Excerpts from point annotation data:

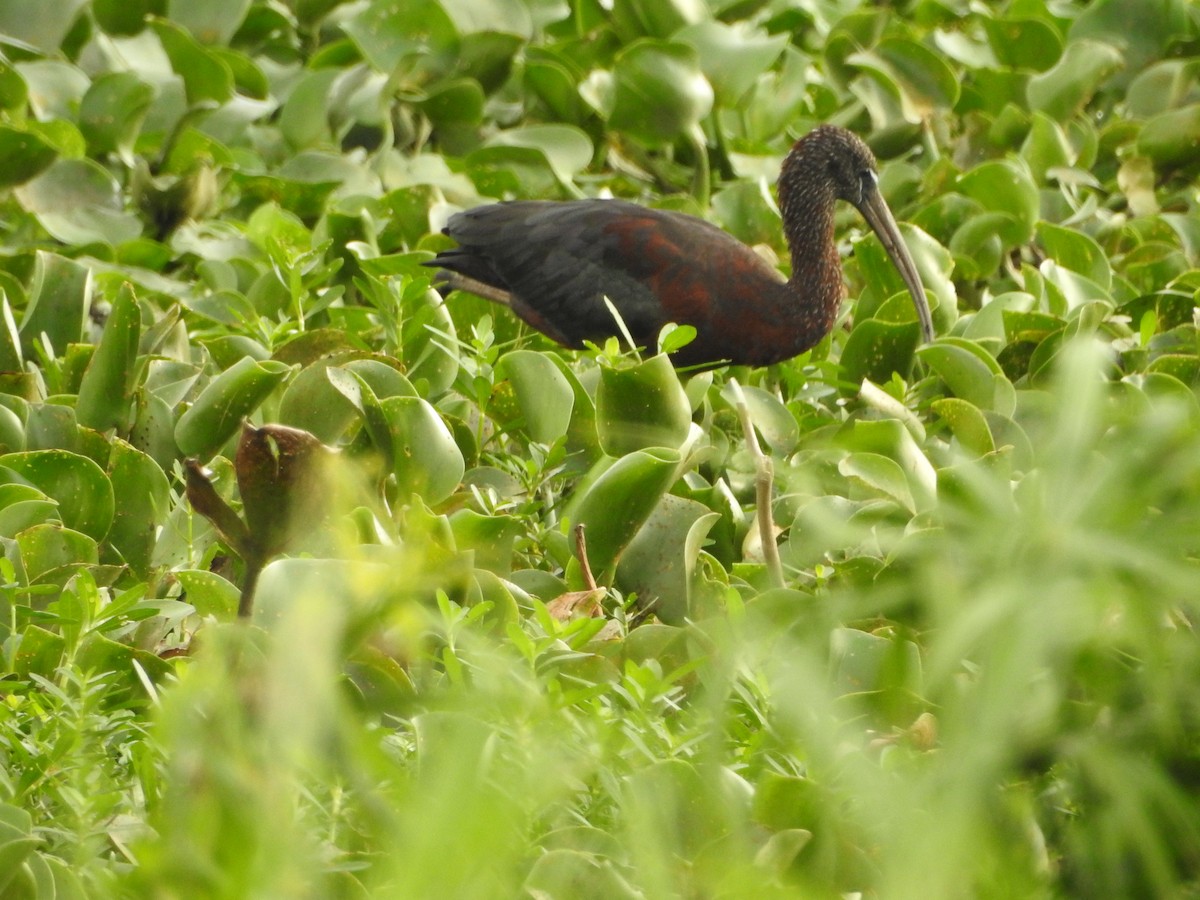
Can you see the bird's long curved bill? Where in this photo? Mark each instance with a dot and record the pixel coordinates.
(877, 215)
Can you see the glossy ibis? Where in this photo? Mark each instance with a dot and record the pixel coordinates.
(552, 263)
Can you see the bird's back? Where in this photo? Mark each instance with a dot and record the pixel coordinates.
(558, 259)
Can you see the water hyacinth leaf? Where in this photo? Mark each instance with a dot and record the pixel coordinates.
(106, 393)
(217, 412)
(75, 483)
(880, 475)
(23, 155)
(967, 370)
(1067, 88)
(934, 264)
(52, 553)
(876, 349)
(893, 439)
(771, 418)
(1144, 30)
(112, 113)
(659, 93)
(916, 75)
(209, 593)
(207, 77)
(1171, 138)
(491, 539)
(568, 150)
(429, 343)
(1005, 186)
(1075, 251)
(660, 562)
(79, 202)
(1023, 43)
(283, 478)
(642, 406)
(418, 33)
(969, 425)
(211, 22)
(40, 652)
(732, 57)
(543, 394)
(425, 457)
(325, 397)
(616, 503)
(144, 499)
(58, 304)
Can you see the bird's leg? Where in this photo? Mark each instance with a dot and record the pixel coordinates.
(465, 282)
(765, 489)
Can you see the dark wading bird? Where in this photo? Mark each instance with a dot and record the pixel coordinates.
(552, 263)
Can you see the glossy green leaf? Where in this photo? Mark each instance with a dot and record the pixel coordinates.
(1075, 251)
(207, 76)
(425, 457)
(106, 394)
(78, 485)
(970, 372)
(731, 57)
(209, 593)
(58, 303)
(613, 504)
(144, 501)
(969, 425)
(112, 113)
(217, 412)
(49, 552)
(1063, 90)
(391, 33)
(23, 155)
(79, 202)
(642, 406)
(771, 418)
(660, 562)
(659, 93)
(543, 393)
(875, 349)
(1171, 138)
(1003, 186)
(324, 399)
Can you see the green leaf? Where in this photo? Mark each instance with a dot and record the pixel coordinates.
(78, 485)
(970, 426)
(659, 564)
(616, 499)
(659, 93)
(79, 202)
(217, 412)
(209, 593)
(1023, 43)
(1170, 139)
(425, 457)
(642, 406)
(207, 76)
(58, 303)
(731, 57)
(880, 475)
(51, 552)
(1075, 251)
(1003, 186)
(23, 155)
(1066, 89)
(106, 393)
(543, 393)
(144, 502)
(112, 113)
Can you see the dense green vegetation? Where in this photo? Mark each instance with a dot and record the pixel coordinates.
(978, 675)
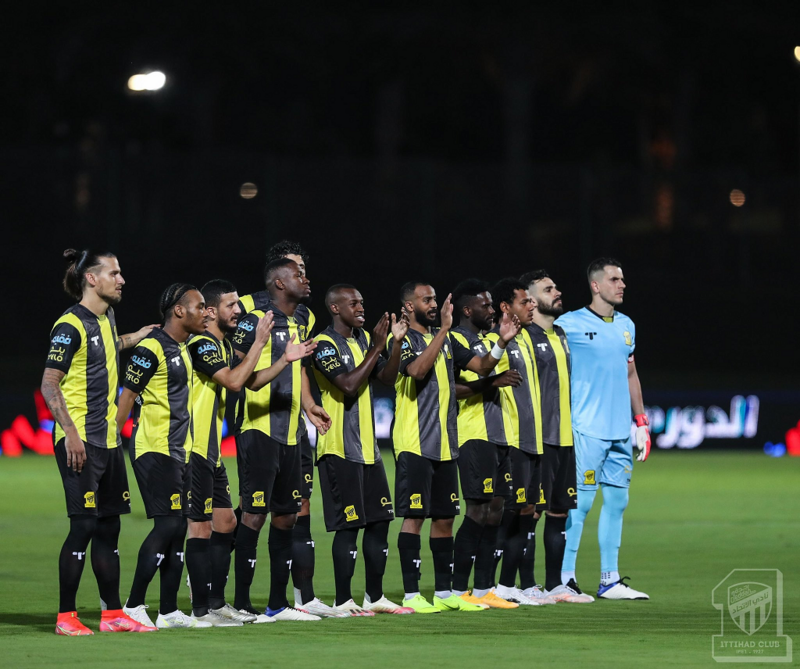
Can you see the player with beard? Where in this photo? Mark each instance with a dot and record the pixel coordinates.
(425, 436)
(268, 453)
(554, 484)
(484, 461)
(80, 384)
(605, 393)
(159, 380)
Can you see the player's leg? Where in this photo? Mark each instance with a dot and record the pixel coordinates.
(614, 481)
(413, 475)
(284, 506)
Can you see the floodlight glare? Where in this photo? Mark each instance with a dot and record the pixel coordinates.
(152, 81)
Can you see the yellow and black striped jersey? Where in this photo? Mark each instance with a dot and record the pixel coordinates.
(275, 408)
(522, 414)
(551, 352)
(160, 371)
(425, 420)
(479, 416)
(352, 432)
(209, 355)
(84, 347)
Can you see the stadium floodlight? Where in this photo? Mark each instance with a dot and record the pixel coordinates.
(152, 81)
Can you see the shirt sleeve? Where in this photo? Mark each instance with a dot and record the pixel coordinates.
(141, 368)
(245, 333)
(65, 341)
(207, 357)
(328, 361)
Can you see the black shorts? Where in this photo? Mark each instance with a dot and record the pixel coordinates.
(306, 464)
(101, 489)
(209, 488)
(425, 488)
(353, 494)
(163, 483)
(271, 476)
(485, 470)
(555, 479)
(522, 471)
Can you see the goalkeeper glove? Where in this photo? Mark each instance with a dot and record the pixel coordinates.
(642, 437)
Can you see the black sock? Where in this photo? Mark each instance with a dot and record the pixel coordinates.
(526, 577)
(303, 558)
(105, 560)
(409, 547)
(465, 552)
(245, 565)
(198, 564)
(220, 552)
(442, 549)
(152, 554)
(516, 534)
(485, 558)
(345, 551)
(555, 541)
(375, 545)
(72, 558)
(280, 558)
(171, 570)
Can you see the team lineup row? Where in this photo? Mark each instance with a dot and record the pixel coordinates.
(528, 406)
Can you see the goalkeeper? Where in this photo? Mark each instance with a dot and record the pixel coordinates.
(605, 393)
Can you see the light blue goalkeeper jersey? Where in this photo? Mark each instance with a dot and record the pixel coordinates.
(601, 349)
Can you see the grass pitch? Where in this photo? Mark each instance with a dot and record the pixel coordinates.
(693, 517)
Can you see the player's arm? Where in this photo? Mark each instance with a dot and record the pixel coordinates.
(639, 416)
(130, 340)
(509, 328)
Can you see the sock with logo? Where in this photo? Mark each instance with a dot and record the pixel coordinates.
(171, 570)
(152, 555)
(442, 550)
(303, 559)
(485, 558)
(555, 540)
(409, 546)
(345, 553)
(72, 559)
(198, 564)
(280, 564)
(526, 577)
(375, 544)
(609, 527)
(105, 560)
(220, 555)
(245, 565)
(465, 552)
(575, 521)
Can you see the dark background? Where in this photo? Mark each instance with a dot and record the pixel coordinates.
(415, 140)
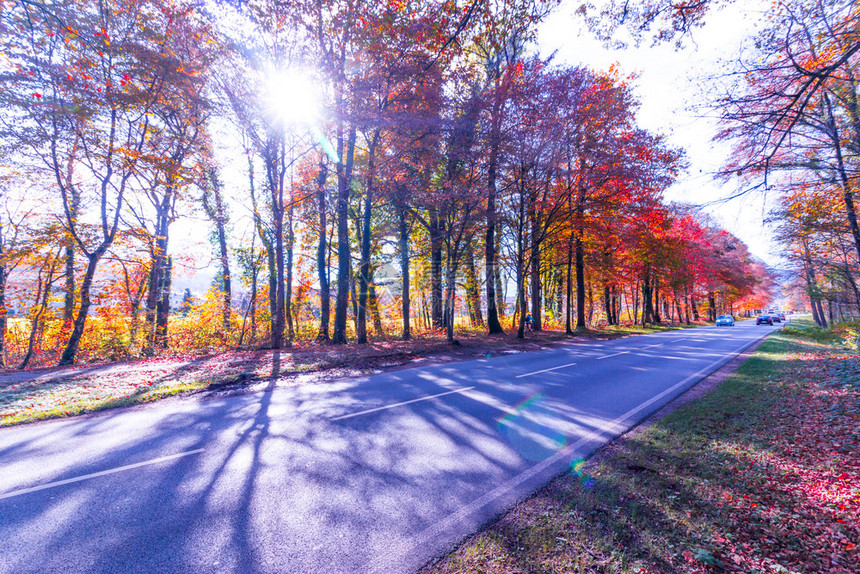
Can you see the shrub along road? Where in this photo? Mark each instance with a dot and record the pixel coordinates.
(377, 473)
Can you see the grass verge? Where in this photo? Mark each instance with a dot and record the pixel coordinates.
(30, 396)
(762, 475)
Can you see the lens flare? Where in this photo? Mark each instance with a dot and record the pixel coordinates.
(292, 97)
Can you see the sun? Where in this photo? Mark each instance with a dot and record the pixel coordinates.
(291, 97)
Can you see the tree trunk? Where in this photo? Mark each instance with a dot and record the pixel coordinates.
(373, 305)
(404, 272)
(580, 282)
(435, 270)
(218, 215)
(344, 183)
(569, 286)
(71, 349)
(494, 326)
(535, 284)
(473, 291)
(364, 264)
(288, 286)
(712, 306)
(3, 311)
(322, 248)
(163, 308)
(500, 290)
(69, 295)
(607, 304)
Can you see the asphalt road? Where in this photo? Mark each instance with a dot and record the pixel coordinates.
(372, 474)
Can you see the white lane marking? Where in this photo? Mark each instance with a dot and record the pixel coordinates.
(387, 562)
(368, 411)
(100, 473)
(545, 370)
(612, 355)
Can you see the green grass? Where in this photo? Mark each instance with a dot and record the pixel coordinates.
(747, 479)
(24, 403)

→ Problem to solve: Return every line of the items above verbatim, from start to finish. Leave out the pictures.

→ Full solution:
Can you see the bird's long curved bill? Where in this photo? Mark each instance with a dot and record the pixel coordinates.
(877, 215)
Can you see the glossy ibis? Where in this photo? Mark each instance with a dot and record the pixel coordinates.
(552, 263)
Can you see the bird's back? Where in this photo? Mark each instance with a dot and record the pixel coordinates.
(558, 259)
Can you see the water hyacinth leaf? Where in this photo? Mark each instance with a dot and record the pixel coordinates.
(106, 393)
(217, 412)
(75, 483)
(880, 475)
(23, 155)
(967, 370)
(1067, 88)
(934, 264)
(52, 553)
(876, 349)
(893, 439)
(771, 418)
(1144, 30)
(112, 113)
(659, 93)
(916, 75)
(209, 593)
(207, 77)
(1171, 138)
(491, 539)
(568, 150)
(429, 343)
(1005, 186)
(1075, 251)
(660, 562)
(79, 202)
(1023, 43)
(283, 478)
(642, 406)
(418, 33)
(969, 425)
(211, 22)
(40, 652)
(732, 57)
(543, 394)
(425, 457)
(325, 397)
(616, 503)
(144, 499)
(58, 304)
Can you see the bird's leg? Where in this photo? Mark each instance with a dot and record the pixel coordinates.
(465, 282)
(765, 489)
Can you see the dark wading bird? Where in this photo? Mark each instance with a dot and record the pixel coordinates.
(552, 263)
Can you see the glossy green leaf? Where in this photo? Mark each instance with a dot and record the pixel coordinates.
(1075, 251)
(207, 76)
(425, 457)
(106, 394)
(78, 485)
(970, 372)
(731, 57)
(209, 593)
(58, 303)
(613, 504)
(144, 501)
(969, 425)
(112, 113)
(217, 412)
(49, 552)
(1063, 90)
(391, 33)
(23, 155)
(79, 202)
(642, 406)
(771, 418)
(660, 562)
(659, 93)
(543, 393)
(875, 349)
(1171, 138)
(1003, 186)
(324, 399)
Can you see the green leaf? Where in this photo? Mark each instance with a dot and record the pixel coordinates.
(78, 485)
(970, 426)
(659, 564)
(616, 499)
(659, 93)
(79, 202)
(217, 412)
(209, 593)
(1023, 43)
(1170, 139)
(425, 457)
(642, 406)
(207, 76)
(58, 303)
(731, 57)
(880, 475)
(51, 552)
(1075, 251)
(1003, 186)
(23, 155)
(1066, 89)
(106, 393)
(543, 393)
(144, 502)
(112, 113)
Can you see the dense green vegetation? Where in this photo? Mark each instance with a dot and record the pixel coordinates.
(978, 675)
Can you see the player with beard? Where in this photo? Mark each instance with a dot and record the pixel coordinates.
(425, 436)
(268, 453)
(554, 484)
(484, 461)
(80, 384)
(605, 393)
(159, 380)
Can you see the player's leg? Where in this photo? Mark each instance with a dot and record the pixel coordinates.
(614, 481)
(413, 475)
(284, 506)
Can you see the floodlight glare? Where in this photo? Mark each instance with a dot and record the pixel coordinates.
(152, 81)
Can you see the yellow and black striped jersey? Where in this photo? Mark each instance with a dot and record the pixel coordinates.
(275, 408)
(522, 414)
(551, 352)
(160, 371)
(425, 420)
(479, 416)
(352, 432)
(209, 355)
(84, 347)
Can you see the stadium floodlight? Where in this photo? Mark each instance with a dot and record the pixel coordinates.
(152, 81)
Can you see the shirt sleeve? Where in this photo? Mark each instance with a dot and record the pixel coordinates.
(141, 368)
(245, 333)
(65, 341)
(207, 357)
(328, 361)
Can you see the black shorts? Where in this photo? Mark each instance with a dot and record the pixel coordinates.
(306, 464)
(101, 489)
(209, 488)
(425, 488)
(353, 494)
(163, 483)
(271, 476)
(485, 470)
(555, 479)
(522, 471)
Can you see the goalkeeper glove? Where in this photo? Mark each instance with a dot and record the pixel coordinates.
(642, 437)
Can you see the black sock? Where in this photo? Mark each instance with a dot and record the pixel coordinates.
(526, 577)
(303, 558)
(105, 560)
(409, 547)
(465, 552)
(245, 565)
(198, 564)
(220, 552)
(442, 549)
(152, 554)
(516, 534)
(485, 558)
(345, 551)
(555, 541)
(375, 545)
(72, 558)
(280, 558)
(171, 570)
Can you see the team lineup row? Where in this photo? Mark each instance with a dot and record the pixel coordinates.
(528, 406)
Can you see the goalkeeper? Where in this photo? Mark each instance with a dot and record the pixel coordinates.
(605, 393)
Can you see the light blue goalkeeper jersey? Where in this photo? Mark each instance with a dot and record the pixel coordinates.
(601, 349)
Can you see the grass pitch? Where in this photo? Mark each instance with a dot and record the pixel coordinates.
(693, 517)
Can you see the player's arm? Where in this photo? Mark each instance with a dot and record the pixel coordinates.
(639, 416)
(130, 340)
(509, 328)
Can you see the sock with logo? Where in this photo? Mark each instance with a dot and record the pixel coordinates.
(171, 570)
(152, 555)
(442, 550)
(303, 559)
(485, 558)
(555, 540)
(409, 546)
(345, 553)
(72, 559)
(198, 564)
(280, 564)
(526, 577)
(375, 544)
(609, 527)
(105, 560)
(220, 555)
(245, 565)
(465, 552)
(575, 521)
Can you see the dark background? Where in this photo? Mark each instance with a dot and record the pixel coordinates.
(415, 140)
Can you see the shrub along road? Where in this photo? Mark each instance with a dot and record the pixel coordinates.
(377, 473)
Can you see the grass verge? Where in this photo? Mark each instance with a dot and record the pixel coordinates.
(30, 396)
(762, 475)
Can you see the lens flare? Where in this photo? Mark each instance with a dot and record the pixel coordinates.
(292, 97)
Can you see the sun? Where in this photo? Mark each instance with a dot and record the pixel coordinates.
(291, 97)
Can you see the tree trunk? Where in this photo? Mark each instance with a dot and record the pixel coordinates.
(373, 305)
(404, 272)
(580, 282)
(435, 270)
(218, 215)
(344, 183)
(569, 286)
(71, 349)
(494, 326)
(535, 284)
(473, 291)
(364, 264)
(288, 286)
(712, 306)
(3, 311)
(322, 248)
(163, 308)
(500, 290)
(69, 295)
(607, 304)
Can you see the asphalt road? Where in this photo? Mark each instance with a dot and record the pixel coordinates.
(372, 474)
Can you see the white lane marking? Where in this photo? Mark each instance with a dot and record the pixel coordinates.
(387, 562)
(368, 411)
(100, 473)
(545, 370)
(612, 355)
Can you see the green grass? Where in this photo? Mark each instance with a dot and record the pixel coordinates.
(747, 479)
(24, 403)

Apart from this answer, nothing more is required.